__Provided information__
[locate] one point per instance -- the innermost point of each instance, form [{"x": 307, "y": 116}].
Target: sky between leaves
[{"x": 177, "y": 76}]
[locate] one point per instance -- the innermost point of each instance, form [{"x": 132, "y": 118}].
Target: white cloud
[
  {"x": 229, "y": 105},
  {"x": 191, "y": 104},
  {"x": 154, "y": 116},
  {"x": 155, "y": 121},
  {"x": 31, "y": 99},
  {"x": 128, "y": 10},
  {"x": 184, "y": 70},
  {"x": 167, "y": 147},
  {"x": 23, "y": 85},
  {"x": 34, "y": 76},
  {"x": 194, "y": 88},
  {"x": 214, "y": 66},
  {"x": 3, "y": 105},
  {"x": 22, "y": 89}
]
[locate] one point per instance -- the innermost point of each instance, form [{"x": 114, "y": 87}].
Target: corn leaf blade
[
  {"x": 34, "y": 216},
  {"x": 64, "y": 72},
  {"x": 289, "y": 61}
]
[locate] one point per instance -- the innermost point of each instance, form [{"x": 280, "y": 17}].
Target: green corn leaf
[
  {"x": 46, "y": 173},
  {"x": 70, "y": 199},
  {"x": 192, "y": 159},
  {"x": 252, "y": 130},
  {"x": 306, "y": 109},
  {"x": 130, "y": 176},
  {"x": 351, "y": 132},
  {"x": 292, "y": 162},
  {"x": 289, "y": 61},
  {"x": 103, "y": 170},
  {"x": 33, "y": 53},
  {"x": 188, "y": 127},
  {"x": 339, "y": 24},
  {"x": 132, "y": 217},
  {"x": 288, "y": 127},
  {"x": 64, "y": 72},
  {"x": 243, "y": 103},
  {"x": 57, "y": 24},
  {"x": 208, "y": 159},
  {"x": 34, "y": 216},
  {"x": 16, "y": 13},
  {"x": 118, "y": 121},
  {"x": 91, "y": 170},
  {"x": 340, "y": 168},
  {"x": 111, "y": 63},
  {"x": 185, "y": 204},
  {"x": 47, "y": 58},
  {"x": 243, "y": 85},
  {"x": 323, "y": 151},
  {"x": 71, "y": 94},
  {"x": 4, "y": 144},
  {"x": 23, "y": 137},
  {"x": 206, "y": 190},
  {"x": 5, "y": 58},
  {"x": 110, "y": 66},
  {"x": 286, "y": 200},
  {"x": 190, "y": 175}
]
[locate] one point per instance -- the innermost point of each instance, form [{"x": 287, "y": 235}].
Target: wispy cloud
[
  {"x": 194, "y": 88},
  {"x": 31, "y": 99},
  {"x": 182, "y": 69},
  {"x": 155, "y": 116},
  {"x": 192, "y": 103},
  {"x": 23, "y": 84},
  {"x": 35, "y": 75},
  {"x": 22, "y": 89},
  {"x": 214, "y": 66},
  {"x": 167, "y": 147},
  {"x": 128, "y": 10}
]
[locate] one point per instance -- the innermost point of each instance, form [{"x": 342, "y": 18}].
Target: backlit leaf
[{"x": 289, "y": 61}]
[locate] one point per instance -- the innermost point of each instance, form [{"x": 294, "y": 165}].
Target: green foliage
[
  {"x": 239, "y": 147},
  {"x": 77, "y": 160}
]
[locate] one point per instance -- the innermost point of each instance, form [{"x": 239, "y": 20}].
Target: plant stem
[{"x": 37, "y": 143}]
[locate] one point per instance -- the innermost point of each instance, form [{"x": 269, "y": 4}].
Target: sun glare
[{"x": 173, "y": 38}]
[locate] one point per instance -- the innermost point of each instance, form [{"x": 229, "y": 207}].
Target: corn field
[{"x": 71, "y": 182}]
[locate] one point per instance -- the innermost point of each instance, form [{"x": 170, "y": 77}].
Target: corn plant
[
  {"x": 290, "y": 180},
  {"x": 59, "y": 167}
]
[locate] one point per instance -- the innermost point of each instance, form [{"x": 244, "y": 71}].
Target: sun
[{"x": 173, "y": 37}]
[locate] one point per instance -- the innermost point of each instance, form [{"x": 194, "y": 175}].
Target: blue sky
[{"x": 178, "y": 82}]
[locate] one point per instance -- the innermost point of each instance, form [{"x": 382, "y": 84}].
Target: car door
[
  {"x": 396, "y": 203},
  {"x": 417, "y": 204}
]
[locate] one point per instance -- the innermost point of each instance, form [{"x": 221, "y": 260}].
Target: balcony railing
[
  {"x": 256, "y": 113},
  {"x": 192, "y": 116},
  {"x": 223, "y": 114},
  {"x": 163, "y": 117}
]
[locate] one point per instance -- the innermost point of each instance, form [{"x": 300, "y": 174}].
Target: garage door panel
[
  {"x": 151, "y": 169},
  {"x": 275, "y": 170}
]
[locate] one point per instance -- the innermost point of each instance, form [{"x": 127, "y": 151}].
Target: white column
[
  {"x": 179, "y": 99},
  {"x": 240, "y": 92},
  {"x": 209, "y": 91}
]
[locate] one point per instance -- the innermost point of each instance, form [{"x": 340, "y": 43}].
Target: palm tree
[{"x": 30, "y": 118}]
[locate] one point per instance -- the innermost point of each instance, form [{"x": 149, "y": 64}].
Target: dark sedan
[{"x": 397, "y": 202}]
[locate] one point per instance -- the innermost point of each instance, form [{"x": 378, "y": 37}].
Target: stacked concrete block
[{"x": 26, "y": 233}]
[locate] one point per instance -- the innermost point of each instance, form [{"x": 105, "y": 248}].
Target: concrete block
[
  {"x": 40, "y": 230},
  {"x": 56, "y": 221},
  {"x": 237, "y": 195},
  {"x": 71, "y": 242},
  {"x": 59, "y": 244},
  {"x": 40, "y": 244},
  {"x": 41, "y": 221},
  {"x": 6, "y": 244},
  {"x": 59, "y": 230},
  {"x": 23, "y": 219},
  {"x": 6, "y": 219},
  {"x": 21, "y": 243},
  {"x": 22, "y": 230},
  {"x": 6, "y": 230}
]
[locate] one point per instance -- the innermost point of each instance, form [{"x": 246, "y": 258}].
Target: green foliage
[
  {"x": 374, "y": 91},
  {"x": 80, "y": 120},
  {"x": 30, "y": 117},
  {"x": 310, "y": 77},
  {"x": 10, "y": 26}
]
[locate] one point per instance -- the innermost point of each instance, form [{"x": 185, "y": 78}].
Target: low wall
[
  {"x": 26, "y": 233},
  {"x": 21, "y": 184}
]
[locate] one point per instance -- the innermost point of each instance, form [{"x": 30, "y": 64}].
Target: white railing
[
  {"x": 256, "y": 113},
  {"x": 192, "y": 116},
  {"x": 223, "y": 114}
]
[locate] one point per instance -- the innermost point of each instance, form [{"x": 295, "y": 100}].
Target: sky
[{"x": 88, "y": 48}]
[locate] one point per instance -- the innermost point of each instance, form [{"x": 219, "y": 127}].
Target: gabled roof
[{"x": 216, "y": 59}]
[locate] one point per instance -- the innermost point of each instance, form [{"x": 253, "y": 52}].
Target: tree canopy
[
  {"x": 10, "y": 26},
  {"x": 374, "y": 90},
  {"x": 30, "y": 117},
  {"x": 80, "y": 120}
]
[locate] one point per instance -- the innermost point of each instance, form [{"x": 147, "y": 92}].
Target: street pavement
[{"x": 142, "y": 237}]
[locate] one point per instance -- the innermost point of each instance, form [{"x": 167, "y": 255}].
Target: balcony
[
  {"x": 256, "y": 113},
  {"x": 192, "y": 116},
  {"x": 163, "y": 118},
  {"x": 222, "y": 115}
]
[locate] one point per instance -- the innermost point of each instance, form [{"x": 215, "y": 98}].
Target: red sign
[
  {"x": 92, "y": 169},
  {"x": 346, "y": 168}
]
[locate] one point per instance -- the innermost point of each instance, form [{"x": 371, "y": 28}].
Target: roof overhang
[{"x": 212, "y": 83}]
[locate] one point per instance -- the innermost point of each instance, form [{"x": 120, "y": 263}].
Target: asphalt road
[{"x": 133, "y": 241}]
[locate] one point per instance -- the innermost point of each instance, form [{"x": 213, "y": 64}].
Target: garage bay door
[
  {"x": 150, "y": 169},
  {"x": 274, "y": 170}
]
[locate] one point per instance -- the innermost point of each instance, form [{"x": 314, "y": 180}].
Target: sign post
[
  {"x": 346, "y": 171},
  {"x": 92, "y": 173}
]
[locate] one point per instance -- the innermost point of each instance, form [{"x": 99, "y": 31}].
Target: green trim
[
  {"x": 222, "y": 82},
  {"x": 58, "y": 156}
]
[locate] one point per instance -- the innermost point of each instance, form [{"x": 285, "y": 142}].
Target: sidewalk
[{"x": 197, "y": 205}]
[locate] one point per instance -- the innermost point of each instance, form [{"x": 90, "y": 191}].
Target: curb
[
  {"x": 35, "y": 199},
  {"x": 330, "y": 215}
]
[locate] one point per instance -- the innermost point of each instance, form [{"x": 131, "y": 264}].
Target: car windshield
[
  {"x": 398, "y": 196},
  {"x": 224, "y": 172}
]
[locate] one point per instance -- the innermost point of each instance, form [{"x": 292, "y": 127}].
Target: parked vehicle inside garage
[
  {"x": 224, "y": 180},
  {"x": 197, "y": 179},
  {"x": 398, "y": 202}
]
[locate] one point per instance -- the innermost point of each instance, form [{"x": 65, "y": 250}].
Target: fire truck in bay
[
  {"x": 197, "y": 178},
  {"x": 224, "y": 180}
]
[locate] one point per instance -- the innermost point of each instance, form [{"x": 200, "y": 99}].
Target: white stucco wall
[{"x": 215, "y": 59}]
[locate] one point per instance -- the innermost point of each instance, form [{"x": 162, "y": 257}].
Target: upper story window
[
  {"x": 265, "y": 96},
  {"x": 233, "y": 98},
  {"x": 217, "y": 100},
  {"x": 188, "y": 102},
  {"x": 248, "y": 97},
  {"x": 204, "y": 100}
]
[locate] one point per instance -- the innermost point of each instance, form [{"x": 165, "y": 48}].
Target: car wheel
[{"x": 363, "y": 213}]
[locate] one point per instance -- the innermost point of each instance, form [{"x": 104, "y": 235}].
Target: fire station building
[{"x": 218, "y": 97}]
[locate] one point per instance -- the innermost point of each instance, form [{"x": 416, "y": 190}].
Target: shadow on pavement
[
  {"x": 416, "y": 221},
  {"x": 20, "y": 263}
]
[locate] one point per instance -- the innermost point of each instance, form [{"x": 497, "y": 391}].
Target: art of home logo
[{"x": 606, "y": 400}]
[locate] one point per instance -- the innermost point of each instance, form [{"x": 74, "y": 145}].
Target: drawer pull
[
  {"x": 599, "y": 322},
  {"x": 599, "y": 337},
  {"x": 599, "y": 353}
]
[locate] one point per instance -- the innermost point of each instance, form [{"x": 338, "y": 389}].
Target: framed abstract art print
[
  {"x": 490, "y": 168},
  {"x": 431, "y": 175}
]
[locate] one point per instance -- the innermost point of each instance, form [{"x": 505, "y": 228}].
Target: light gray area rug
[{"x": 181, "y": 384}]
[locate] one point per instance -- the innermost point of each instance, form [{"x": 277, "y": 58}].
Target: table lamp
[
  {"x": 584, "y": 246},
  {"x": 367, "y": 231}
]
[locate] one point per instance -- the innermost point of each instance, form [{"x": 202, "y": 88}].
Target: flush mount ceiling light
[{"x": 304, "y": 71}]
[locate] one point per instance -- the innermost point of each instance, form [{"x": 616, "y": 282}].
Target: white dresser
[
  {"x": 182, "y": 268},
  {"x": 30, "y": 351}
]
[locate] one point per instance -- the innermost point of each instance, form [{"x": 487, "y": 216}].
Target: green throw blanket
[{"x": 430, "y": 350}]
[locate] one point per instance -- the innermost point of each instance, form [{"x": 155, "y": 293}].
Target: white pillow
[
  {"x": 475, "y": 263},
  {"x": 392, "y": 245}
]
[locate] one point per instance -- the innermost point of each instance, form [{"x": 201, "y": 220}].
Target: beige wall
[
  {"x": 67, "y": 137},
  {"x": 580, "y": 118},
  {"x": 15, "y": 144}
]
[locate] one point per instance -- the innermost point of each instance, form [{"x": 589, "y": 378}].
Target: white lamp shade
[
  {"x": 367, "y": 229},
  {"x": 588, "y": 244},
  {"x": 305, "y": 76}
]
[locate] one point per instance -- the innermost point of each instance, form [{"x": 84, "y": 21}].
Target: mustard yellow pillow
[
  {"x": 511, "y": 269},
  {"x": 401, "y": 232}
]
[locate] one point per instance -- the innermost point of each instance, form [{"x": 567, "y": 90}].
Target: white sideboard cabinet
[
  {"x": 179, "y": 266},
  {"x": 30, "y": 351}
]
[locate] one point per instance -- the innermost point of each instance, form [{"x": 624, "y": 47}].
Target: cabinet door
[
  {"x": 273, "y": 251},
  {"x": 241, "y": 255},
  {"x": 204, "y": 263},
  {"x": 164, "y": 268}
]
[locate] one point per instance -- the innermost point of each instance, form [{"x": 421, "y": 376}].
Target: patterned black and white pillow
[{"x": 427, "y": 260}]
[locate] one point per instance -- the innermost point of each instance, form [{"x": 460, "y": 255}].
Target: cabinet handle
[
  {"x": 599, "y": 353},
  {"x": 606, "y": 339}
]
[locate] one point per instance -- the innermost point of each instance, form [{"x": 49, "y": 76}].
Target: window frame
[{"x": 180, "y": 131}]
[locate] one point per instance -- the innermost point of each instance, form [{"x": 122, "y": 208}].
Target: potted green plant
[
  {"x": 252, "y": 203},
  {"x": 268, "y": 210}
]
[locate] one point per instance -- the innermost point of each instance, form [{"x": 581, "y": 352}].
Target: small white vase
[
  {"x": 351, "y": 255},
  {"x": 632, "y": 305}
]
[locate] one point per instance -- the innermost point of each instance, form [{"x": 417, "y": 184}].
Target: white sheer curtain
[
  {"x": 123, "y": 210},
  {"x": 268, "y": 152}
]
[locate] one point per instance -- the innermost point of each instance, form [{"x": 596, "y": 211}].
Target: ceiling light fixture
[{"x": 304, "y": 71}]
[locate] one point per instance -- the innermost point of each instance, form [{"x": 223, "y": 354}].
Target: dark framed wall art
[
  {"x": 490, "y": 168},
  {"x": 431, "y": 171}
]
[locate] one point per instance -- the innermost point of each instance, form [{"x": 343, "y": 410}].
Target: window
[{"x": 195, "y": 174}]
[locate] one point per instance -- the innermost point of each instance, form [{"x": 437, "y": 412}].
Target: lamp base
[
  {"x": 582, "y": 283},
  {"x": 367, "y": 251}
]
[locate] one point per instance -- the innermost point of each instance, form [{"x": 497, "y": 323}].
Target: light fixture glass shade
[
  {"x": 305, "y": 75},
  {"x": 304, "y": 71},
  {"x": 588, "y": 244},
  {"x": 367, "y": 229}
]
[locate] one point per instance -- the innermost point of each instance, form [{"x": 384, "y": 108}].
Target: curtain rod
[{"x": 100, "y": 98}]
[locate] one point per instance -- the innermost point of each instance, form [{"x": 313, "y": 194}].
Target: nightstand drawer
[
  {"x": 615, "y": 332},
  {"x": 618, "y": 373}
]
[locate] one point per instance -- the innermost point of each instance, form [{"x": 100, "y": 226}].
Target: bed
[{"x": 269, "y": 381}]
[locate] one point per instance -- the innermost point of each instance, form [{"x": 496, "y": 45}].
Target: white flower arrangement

__Problem__
Please report every line of the rows that contains the word "pillow", copying each such line in full. Case counts.

__Solved problem__
Target: white pillow
Target: mustard yellow pillow
Target: patterned black and white pillow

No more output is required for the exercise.